I have a friend.
To protect her privacy
I'm going to call her Maria.
Maria has a wonderful job.
She's a photographer,
and she's really talented,
and things are doing really well for her.
She's signing one contract
after the other - exhibitions.
Last year, she even won
a couple of prestigious awards.
What I like about her
is that when things go well,
she really knows how to celebrate.
Maria has traveled all around the world.
She's seen some of the most
beautiful places in the world.
She's a foodie - she likes
to eat at good restaurants,
but she's also a very generous person.
Every year, she takes one month off,
and she flies to Bolivia
where she volunteers at an orphanage.
There in Bolivia, last year, she met Dave,
who apparently is the love of her life,
who was another volunteer
there at the orphanage.
They seem to be really happy together.
I haven't seen Maria
in the past three years,
so how do I know
all these things about her?
You might have probably guessed
that it is through her meticulous updates
on her social media profile.
Maybe you also have a friend like Maria,
and if you are like me, maybe at times,
you might have wondered,
"Why does she keep bragging
about her amazing life?"
When we ask ourselves that question,
there are two common answers that come up.
One is, "Maybe she's mean.
She wants to rub it in my face,
to make me feel miserable
about my own life."
Another possibility is
that she's fundamentally insecure,
so she brags because she's
seeking social approval.

Data extract:
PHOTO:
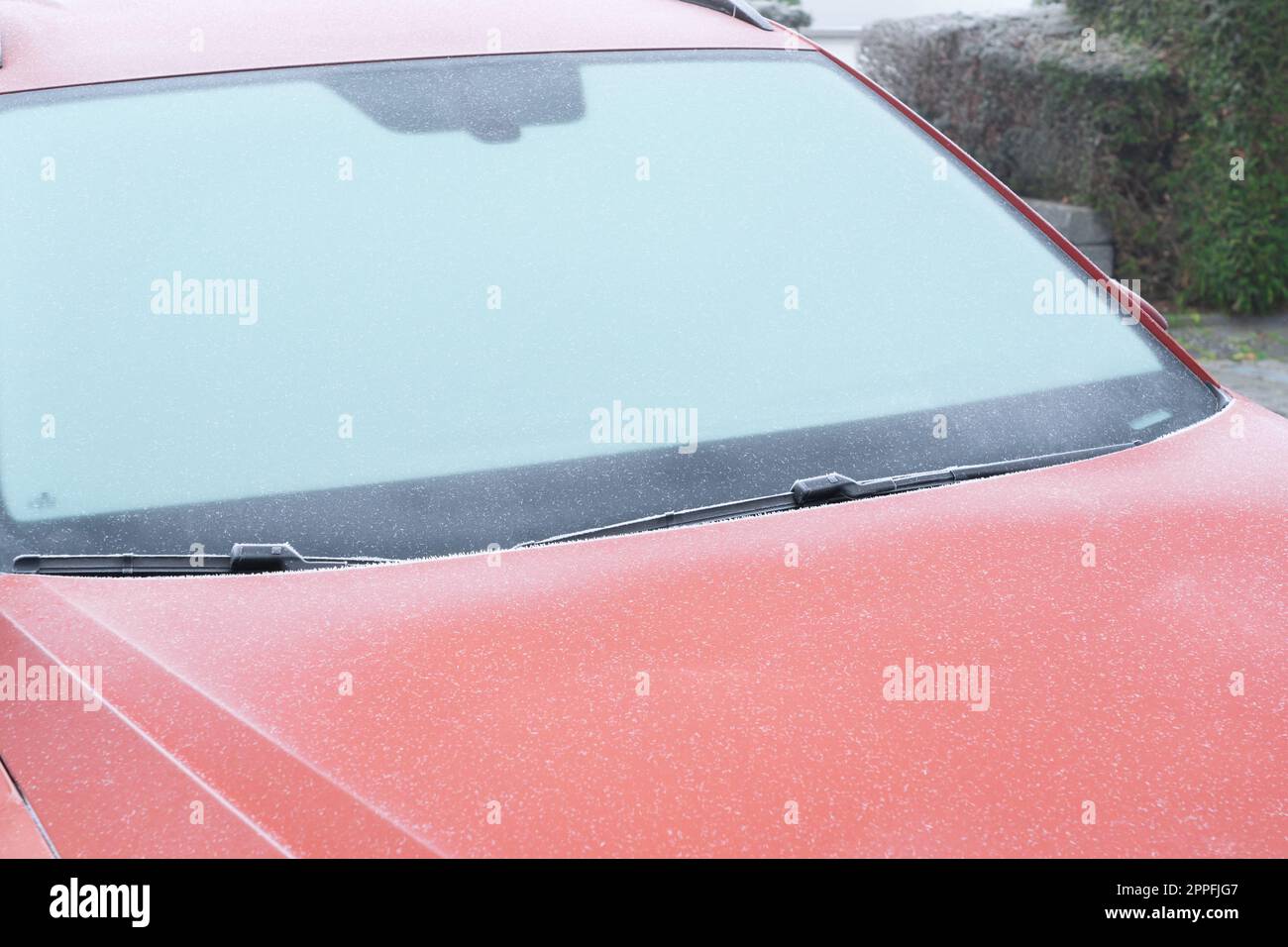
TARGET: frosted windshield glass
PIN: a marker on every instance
(231, 287)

Exercise:
Resume the transcript about Maria's social media posts after its final line, keeping the speaker's short broken-line format.

Task answer:
But whatever reason
we think of for bragging,
there is one thing
that we all have in common,
which is how we react to it.
In general, we all seem
to be annoyed by bragging.
So the puzzling questions is,
if we are all annoyed by bragging,
how come that bragging
is so pervasive around us?
How come it's so prevalent?
How come our social media feeds
are populated by your friends'
amazing holiday pictures,
first-class lounge check-ins,
and very good-looking food?
George Loewenstein,
Joachim Vosgerau, and myself
have conducted a series of experiments
to try to answer these questions.
In one study, we asked people
to tell us some stories.
So we asked them to tell
about a case in their life
in which they were
either bragging to somebody else
or they were listening
to someone else brag.
Half of the participants recalled a case
in their life in which they were bragging.
We called these participants
'the self-promoters,'
just a more polite way
to call the braggers,
and we asked them to tell
a lot about their interaction,
how it took place, what was
the topic of the conversation,
and most importantly,
we asked them to tell us how the person
listening to them was reacting,
specifically, whether they were feeling
positive or negative emotions.
The other half of the participants,
which we called 'the recipients,'
were instead asked
to tell us about a situation
in which they were listening
to somebody else bragging.
Also, these people were asked to tell us
about the topic of the conversation,
and how they and the other person
were reacting in terms of emotions.
Participants told all sorts of stories.
Interestingly, the ones
who were recalling cases
in which they were bragging
to somebody else
were more likely to tell us about cases
in which they were bragging
about achievement like a promotion,
getting into med school, a good grade
whereas participants
who were asked to recall cases
in which they were listening
to somebody else bragging
were more likely to remember cases
in which somebody was bragging to them
about making money, having money,
having power, or status,
or having some material possessions.
But the most interesting result was
that no matter
what the stories were about,
self-promoters systematically
underestimated
the extent to which their recipients
were experiencing negative emotions.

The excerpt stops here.